STORED RECORDS
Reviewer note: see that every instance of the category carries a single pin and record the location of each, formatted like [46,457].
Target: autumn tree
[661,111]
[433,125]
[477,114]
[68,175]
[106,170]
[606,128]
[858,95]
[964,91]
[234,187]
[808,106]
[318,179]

--

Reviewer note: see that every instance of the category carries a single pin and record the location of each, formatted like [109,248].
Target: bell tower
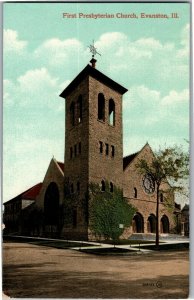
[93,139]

WRITTEN EXERCISE
Pull out every line in the items above that contains the word "category", and copy each of those lines in full.

FULL ANSWER
Reviewer note: see that every instance of the category carries a single pin and record the location of each, formatted like [46,457].
Reviewer note: see that every instance of the category carries a single pin and record the location of each, formatted like [109,248].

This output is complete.